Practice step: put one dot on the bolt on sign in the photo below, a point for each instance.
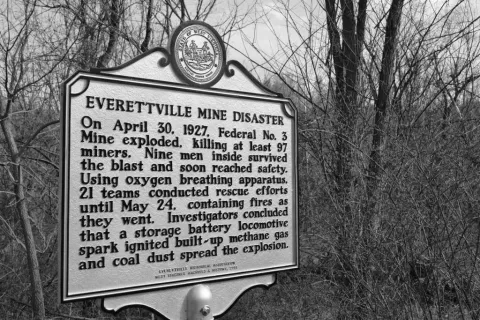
(178, 169)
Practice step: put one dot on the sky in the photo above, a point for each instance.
(270, 26)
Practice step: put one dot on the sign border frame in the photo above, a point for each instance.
(65, 185)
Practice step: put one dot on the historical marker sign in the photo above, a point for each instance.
(165, 184)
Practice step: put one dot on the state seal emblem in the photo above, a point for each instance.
(198, 53)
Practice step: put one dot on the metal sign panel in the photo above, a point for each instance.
(166, 185)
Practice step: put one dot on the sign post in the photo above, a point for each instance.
(179, 181)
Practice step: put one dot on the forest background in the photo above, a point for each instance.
(389, 107)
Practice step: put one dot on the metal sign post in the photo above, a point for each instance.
(179, 181)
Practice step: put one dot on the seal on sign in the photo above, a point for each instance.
(199, 53)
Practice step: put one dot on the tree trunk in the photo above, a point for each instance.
(38, 304)
(381, 105)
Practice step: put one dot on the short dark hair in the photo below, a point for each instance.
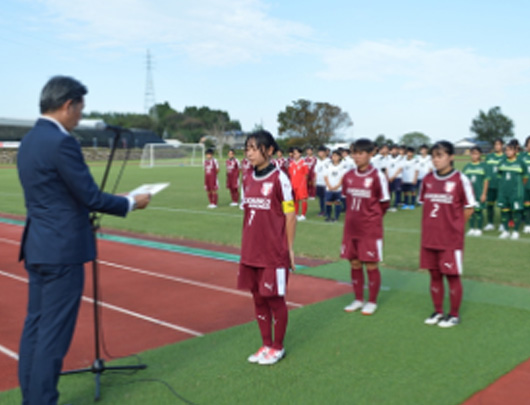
(446, 146)
(264, 140)
(498, 140)
(58, 91)
(363, 145)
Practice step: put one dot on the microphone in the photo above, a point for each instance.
(103, 126)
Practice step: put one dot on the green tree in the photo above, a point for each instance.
(314, 123)
(492, 125)
(414, 139)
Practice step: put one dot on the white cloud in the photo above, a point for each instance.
(416, 65)
(211, 32)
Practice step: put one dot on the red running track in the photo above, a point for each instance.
(150, 298)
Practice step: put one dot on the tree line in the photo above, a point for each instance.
(304, 122)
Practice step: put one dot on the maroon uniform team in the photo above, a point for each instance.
(268, 196)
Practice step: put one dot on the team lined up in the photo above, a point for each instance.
(498, 180)
(272, 193)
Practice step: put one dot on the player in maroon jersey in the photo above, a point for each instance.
(232, 177)
(448, 202)
(311, 161)
(267, 254)
(367, 200)
(211, 185)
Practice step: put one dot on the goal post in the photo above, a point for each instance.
(172, 154)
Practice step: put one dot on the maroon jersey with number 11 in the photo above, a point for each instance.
(444, 199)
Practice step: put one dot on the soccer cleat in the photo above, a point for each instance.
(354, 306)
(256, 357)
(434, 318)
(449, 321)
(504, 235)
(369, 308)
(271, 356)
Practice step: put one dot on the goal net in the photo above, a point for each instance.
(174, 154)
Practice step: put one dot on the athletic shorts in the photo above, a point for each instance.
(211, 185)
(365, 250)
(268, 281)
(446, 261)
(408, 187)
(395, 185)
(300, 193)
(332, 196)
(511, 202)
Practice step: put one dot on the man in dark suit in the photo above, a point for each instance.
(59, 193)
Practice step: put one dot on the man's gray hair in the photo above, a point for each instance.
(58, 91)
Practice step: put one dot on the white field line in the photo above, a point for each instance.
(121, 310)
(9, 353)
(172, 278)
(186, 281)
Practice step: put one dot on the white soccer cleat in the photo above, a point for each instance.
(272, 356)
(369, 308)
(256, 357)
(449, 321)
(434, 318)
(354, 306)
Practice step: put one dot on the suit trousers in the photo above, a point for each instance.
(53, 304)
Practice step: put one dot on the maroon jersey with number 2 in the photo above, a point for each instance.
(264, 238)
(444, 199)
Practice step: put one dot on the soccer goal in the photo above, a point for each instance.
(172, 154)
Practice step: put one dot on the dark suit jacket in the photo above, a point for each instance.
(59, 193)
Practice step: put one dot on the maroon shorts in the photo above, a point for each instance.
(211, 184)
(268, 281)
(365, 250)
(446, 261)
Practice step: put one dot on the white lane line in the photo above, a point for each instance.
(9, 353)
(121, 310)
(178, 279)
(186, 281)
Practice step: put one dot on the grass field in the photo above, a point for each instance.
(332, 357)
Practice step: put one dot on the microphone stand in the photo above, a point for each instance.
(98, 366)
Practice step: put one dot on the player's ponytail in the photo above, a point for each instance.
(264, 141)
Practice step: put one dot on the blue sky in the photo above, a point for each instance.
(395, 67)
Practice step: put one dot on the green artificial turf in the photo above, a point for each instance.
(335, 357)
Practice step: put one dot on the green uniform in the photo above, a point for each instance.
(511, 189)
(525, 157)
(492, 162)
(477, 174)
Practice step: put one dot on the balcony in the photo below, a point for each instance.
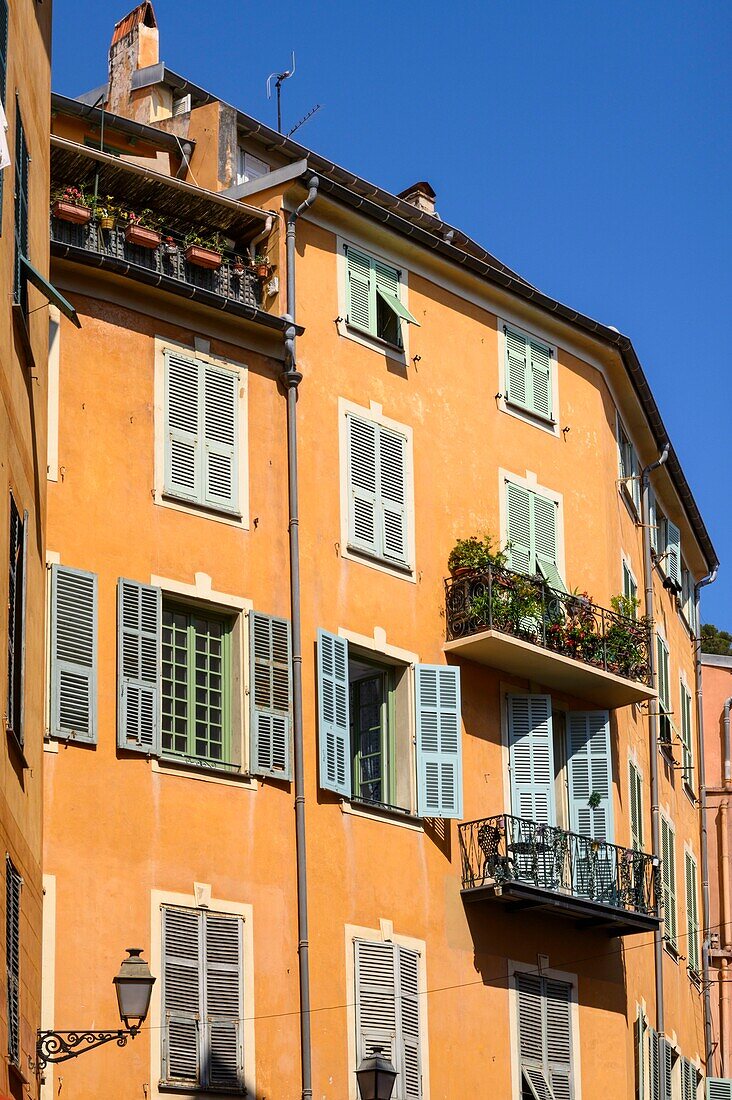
(544, 868)
(520, 625)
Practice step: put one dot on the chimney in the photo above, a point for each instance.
(421, 196)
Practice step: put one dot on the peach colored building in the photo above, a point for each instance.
(342, 798)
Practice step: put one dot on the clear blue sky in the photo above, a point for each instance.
(588, 145)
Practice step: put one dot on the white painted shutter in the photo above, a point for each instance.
(270, 695)
(334, 721)
(73, 655)
(139, 634)
(439, 748)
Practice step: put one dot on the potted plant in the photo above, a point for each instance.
(69, 204)
(143, 229)
(204, 251)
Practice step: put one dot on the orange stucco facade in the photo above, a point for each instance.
(127, 834)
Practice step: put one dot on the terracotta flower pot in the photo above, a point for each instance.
(72, 211)
(145, 238)
(203, 257)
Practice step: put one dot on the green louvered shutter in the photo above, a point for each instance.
(183, 1010)
(334, 721)
(139, 664)
(361, 290)
(439, 748)
(220, 391)
(363, 501)
(73, 655)
(590, 772)
(270, 695)
(519, 528)
(183, 428)
(224, 1053)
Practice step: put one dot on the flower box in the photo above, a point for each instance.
(203, 257)
(145, 238)
(72, 211)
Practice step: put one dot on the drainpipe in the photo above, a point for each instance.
(653, 719)
(291, 378)
(705, 844)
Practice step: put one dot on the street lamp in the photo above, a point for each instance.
(134, 987)
(375, 1077)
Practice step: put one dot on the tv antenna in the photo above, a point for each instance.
(279, 80)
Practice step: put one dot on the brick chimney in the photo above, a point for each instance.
(421, 196)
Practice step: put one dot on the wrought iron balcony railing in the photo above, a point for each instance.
(241, 287)
(527, 608)
(502, 850)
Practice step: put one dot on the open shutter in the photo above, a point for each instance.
(220, 403)
(531, 756)
(182, 996)
(361, 290)
(139, 634)
(183, 473)
(439, 749)
(519, 528)
(392, 475)
(362, 484)
(590, 772)
(270, 695)
(73, 655)
(224, 1055)
(334, 719)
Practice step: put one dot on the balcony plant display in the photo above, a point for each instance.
(204, 250)
(69, 204)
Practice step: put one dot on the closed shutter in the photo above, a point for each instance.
(439, 748)
(590, 773)
(139, 638)
(220, 402)
(270, 695)
(334, 722)
(531, 758)
(73, 655)
(224, 1054)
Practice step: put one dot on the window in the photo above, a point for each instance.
(22, 164)
(388, 1011)
(528, 373)
(629, 466)
(668, 881)
(691, 913)
(201, 430)
(13, 883)
(373, 300)
(532, 534)
(545, 1038)
(364, 732)
(203, 1000)
(17, 619)
(378, 491)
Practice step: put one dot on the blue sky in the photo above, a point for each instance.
(588, 145)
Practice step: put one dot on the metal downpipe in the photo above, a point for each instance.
(291, 380)
(653, 721)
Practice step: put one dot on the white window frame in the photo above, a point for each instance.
(201, 353)
(199, 899)
(374, 414)
(384, 934)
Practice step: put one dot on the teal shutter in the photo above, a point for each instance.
(220, 391)
(361, 292)
(531, 758)
(334, 721)
(590, 772)
(439, 748)
(270, 695)
(73, 655)
(139, 663)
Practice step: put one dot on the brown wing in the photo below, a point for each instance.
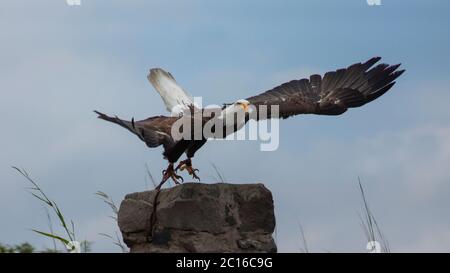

-=-=-=-=-

WHAT YOU HAVE TO DO: The entries above should be reproduced exactly, without their pictures.

WRITTEN SOLUTION:
Practice step: put one dot on the bolt on sign in the photo below, a point for each instance.
(178, 169)
Practice step: put one dot on the sky in the photo above, a point for each instance.
(270, 26)
Practice step: put one dot on the sign border frame in the photo above, a point for each instance.
(65, 185)
Practice step: put one dot on the historical marker sign in the photo above, a point for each instance.
(165, 184)
Practice step: put one dot on the state seal emblem in the photo above, a point for each instance.
(198, 53)
Practice step: put one dot on the metal sign panel in the photo above, a point for each instance.
(166, 185)
Practice step: put one dot on the sign post in the photo above, a point for each instance.
(179, 181)
Practice step: put one dot on the forest background in the photo above, a point for each instance.
(389, 107)
Practice step: put one dot on the metal sign post in the photo above, a point for each instance.
(179, 181)
Practice step: put one dot on the seal on sign in the photo above, a point for each instance.
(199, 53)
Practice step: put one dot on the tree trunk in the photo above, a point for each instance.
(38, 304)
(381, 105)
Practice step: put one dot on the short dark hair in the photo below, a point for each instance.
(446, 146)
(264, 140)
(498, 140)
(58, 91)
(363, 145)
Practice step: put one dot on the microphone in the photo above, a point for each instance.
(103, 126)
Practice step: put one dot on the green tree in the photo above, a point for each instance.
(314, 123)
(492, 125)
(414, 139)
Practice step: put one dot on the white cloud in the photo above, a point for each instance.
(416, 65)
(211, 32)
Practice step: put one dot on the red running track in the photo above, a point for each instance.
(150, 298)
Practice step: put one dot on the tree line in the photo above, a point for each instance.
(304, 122)
Practice step: put one dot on the maroon uniform team in the photo above, a point for each instance.
(268, 196)
Practice step: put one dot on the team lined up in the photo above, a point for each instance.
(498, 180)
(272, 193)
Practice step: put one dot on the player in maroon jersey in the photo above, a point for each instance.
(232, 177)
(448, 202)
(311, 161)
(267, 254)
(367, 200)
(211, 185)
Practice step: put one dot on the goal post in the photo above, a point for each instance.
(172, 154)
Practice step: put one dot on the maroon jersey with number 11 in the photo above, a point for each instance.
(444, 199)
Practice step: put one dot on the soccer cleat in the photo above, a point for each instance.
(354, 306)
(256, 357)
(434, 318)
(449, 321)
(504, 235)
(369, 308)
(271, 356)
Practice step: put one dot on the goal net in the photo above, a point for each instance.
(174, 154)
Practice step: put one dot on the athletic shorts in the photo above, a point for each instance.
(211, 185)
(365, 250)
(268, 281)
(446, 261)
(408, 187)
(395, 185)
(300, 193)
(332, 196)
(511, 202)
Practice step: put one dot on the man in dark suit in the photo above, a point for each instance.
(59, 193)
Practice step: put one dot on the man's gray hair in the photo above, a point for each instance.
(58, 91)
Practice step: put one dot on the white field line in the photo above, a point for each instance.
(121, 310)
(9, 353)
(172, 278)
(186, 281)
Practice step: put one dot on the white soccer cleat in the photo above, a point for each instance.
(272, 356)
(369, 308)
(256, 357)
(449, 321)
(434, 318)
(354, 306)
Practice step: put one dot on the suit trousers in the photo above, a point for each instance.
(53, 304)
Practice step: put one dot on the maroon jersey with number 2 in the photo above, a point for each instance.
(264, 238)
(444, 199)
Practice step: put one dot on the soccer goal in the photo above, a point for each instance.
(172, 154)
Practice step: put one dot on the dark suit jacket in the photo above, a point for each instance.
(59, 193)
Practice step: put one dot on the maroon shorts in the photo above, a point for each instance.
(211, 184)
(268, 281)
(365, 250)
(446, 261)
Practice step: put one dot on the white lane line in the photo above, a point for each instance.
(9, 353)
(121, 310)
(178, 279)
(186, 281)
Practice step: put one dot on the grass field in the photo above, a point for each instance.
(332, 357)
Practice step: put one dot on the microphone stand in the photo above, a point for each instance.
(98, 366)
Practice step: put one dot on the player's ponytail in the photo above, a point for each instance.
(264, 141)
Practice step: put one dot on the blue sky in the photo above, a point for each instance.
(395, 67)
Practice step: put one dot on the green artificial turf in the photo above, a point for each instance.
(335, 357)
Practice step: put one dot on the green uniform in the photo above, a point for each instance.
(511, 189)
(525, 157)
(492, 162)
(477, 174)
Practice step: put one dot on the balcony in the photo below, a point for each instance.
(544, 868)
(520, 625)
Practice step: put one dot on the chimney in the photo above, a point for each instance.
(421, 196)
Practice step: put one dot on the peach colored building in the photo above, a point for each instance.
(342, 798)
Practice step: put one dot on the clear blue sky in the photo above, a point for each instance.
(588, 145)
Practice step: put one dot on the white painted shutter in the photo above, a point for each instance.
(270, 695)
(334, 721)
(73, 655)
(139, 634)
(439, 748)
Practice step: put one dot on the potted plant in the photo above, a point for each instance.
(69, 204)
(143, 229)
(204, 251)
Practice step: put one dot on the orange stucco facade in the photo above, a point for each instance.
(127, 834)
Practice step: put one dot on the terracotta flower pot in the photo above, a point for each instance.
(72, 211)
(145, 238)
(203, 257)
Practice step: put one dot on the green louvered shutter in the photo above, a point for each instance.
(183, 1010)
(334, 721)
(139, 664)
(361, 290)
(439, 748)
(220, 391)
(363, 501)
(73, 655)
(590, 772)
(270, 695)
(519, 528)
(183, 428)
(224, 1053)
Practice step: put one dot on the flower box in the photo above, a point for each instance.
(203, 257)
(145, 238)
(72, 211)
Practice step: put one dot on the drainpipe in the photo above, a point for each instance.
(653, 719)
(291, 378)
(705, 844)
Practice step: put one dot on the street lamp in the photo above, a point for each instance.
(134, 987)
(375, 1077)
Practice step: put one dot on the tv antenna in the photo above, a point for each instance.
(279, 80)
Practice step: put one dot on the brick chimney in the photo above, a point for each instance.
(421, 196)
Practice step: put one dot on the wrought iron balcony railing in the photo above, a point for each instance.
(241, 287)
(527, 608)
(502, 850)
Practice step: put one dot on the open shutter in the photo above, a point for each instance.
(220, 403)
(531, 756)
(182, 996)
(361, 290)
(139, 634)
(183, 473)
(439, 749)
(519, 528)
(392, 475)
(362, 484)
(590, 772)
(270, 695)
(73, 655)
(224, 1055)
(334, 719)
Practice step: put one dot on the balcony plant display in the photo above, a point for each instance.
(204, 250)
(69, 204)
Practice step: put one dot on the closed shutter in the photo above, a point for each instance.
(439, 748)
(590, 773)
(139, 638)
(220, 402)
(270, 695)
(334, 722)
(531, 758)
(73, 655)
(224, 1054)
Practice step: put one dot on the window in the photo above, a point for each instance.
(22, 164)
(388, 1011)
(528, 373)
(629, 466)
(668, 881)
(691, 913)
(201, 430)
(13, 883)
(373, 300)
(532, 534)
(545, 1038)
(364, 732)
(203, 1000)
(17, 619)
(378, 491)
Practice step: put one dot on the blue sky in the photo above, a point for each instance.
(588, 145)
Practice step: put one dot on the metal downpipe in the photo above, a point for each instance.
(291, 380)
(653, 721)
Practice step: put one dot on the white window frame in the photo above, a point for each instance.
(201, 353)
(199, 899)
(374, 414)
(384, 934)
Practice step: put one dot on the teal shutter in the photo above, a point for each instance.
(220, 391)
(361, 292)
(531, 758)
(334, 721)
(590, 772)
(439, 748)
(270, 695)
(73, 655)
(139, 663)
Practice step: put one dot on the brown wing in the photo below, a point for each instance.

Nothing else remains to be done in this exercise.